> _Excerpt to read_:
┌────────
Don’t Fall Victim to these Five Plant Replacement Blunders
YOU have high company replacement standards.
You’ve spent hours with your Plant Care Specialists defining those standards. You’ve used pictures and examples of what is and is not acceptable. These standards appear repeatedly in your training and inform an ongoing discussion around plant replacement.
In addition to clear standards, you have implemented a plant replacement log for your staff. The list seems to be growing, and a lot of “replacements” have been noted. When considering replacement, the first step is a visit to the account from a supervisor. Having the account Plant Care Specialist come along would be helpful too, so everyone is on the same page. After conducting an assessment of the plants, you inform your contact at the account as to whether or not there might be some changes to the plant inventory and replacements made. Such communication will reduce confusion and educate your clients on your standards.
Most people outside of the interiorscape industry don’t have the discerning eye that we have. What looks weak, thin, and failing to thrive could be totally misunderstood. Charging in to replace “Henry the Fiddleleaf” who has fit perfectly between the file cabinet and the desk for years, but only has four leaves left and is touching the ceiling could raise some eyebrows, objections, and inquiries.
└────────
> _Dataset_:
┌────────
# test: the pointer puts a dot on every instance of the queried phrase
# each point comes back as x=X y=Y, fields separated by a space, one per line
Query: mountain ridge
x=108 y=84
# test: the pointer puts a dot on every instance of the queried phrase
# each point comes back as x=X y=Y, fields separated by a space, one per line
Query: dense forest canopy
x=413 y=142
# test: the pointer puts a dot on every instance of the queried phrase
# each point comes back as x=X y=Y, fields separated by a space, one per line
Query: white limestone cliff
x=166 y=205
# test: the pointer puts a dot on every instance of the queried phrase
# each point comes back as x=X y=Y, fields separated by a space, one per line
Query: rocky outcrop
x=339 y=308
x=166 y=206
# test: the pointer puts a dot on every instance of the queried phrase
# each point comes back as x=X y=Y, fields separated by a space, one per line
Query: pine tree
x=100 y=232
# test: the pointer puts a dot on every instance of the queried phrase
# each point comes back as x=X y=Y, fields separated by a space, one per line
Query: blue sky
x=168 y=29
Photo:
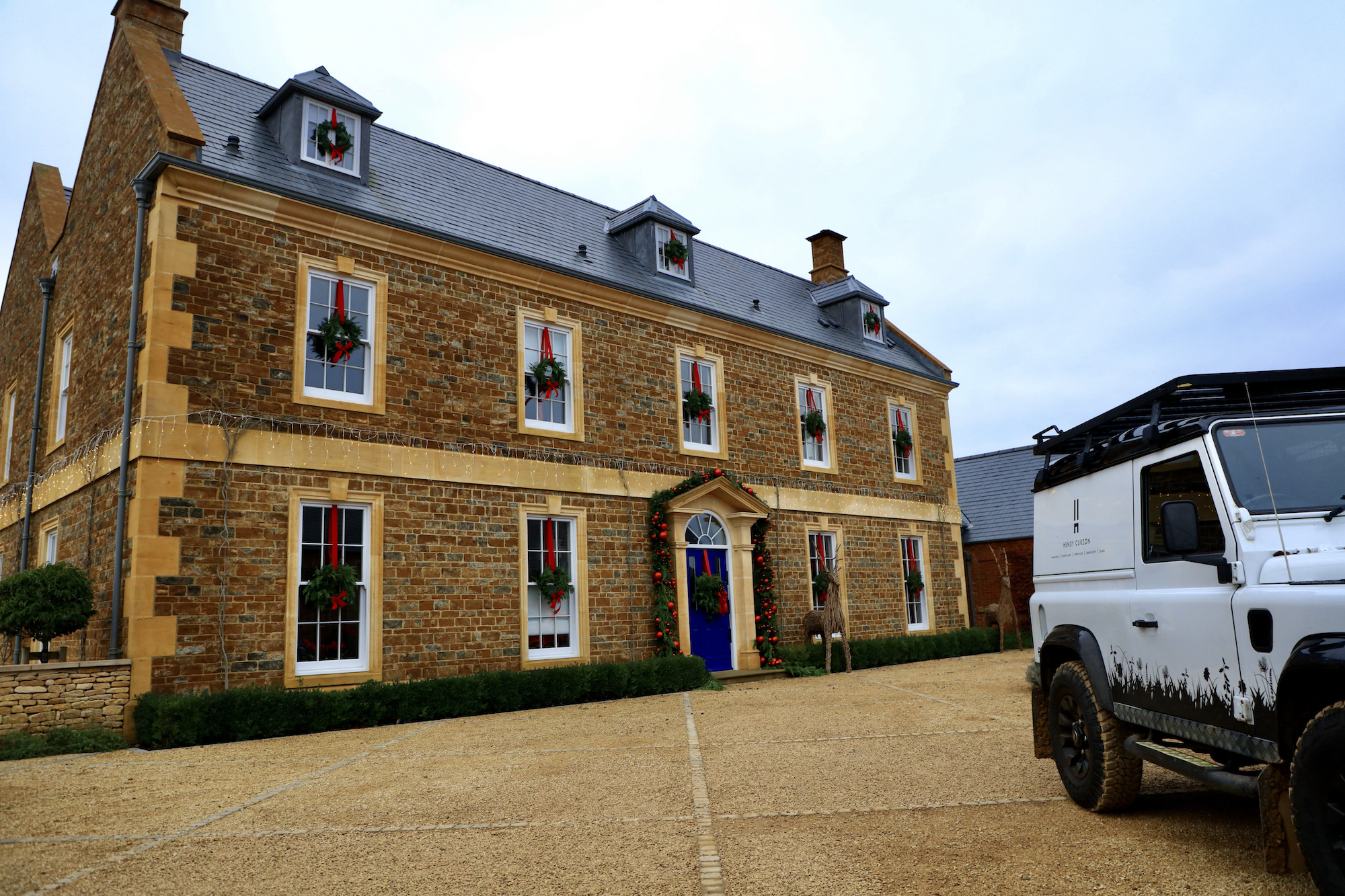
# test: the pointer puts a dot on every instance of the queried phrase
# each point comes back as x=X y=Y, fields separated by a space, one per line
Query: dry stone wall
x=44 y=696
└────────
> _Task goal_:
Write the next part of the plant replacement article, starting right after its last sentence. The listing stands apart from the plant replacement article.

> _Answer below_:
Because your clients are less informed, your plant replacing system can break down if you’re not careful to avoid these common blunders.
Replacement Blunder #1: Communication Breakdown
Sometimes, the problem is a simple misunderstanding. A simple misunderstanding that has the potential to create a complex problem. So ask yourself, are your inventories up to date? Are your instructions concise and understandable? Does your replacement team, or person, know where to find the plant?
What about the procedure itself? If the decorative container is full of brackish, stinky water, where will you dispose of that? You can even run into problems with parking if you’re unaware of any parking, dock, or visiting vendor restrictions!
Replacement Blunder #2: Wrong Details
A plant replacement log can be a great tool – so long as the information entered is correct! Logging the wrong size plant liner, recording the wrong measurements for a decorative container, or mistaking any of the other details involved in replacing a plant can mean more time, energy, and money. One incorrect entry in the log could possibly prevent the replacement from happening.
Replacement Blunder #3: Misplaced Supplies
We’re human and we have a tendency to forget, especially when we’re under a lot of pressure from people, time constraints, and many other things. A common plant replacement blunder is misplacing or forgetting the necessary supplies for the job. With all the equipment involved – saucers, plastic, foam collars, prop, cleaning supplies – it’s no wonder an item sometimes slips our minds.
But not having the necessary supplies on hand can mean making a second trip. Another loss of time, energy, and money. The easiest way to avoid this plant replacement blunder is to plan ahead, create a master supplies list, or just have these items stocked and ready in your van 24/7.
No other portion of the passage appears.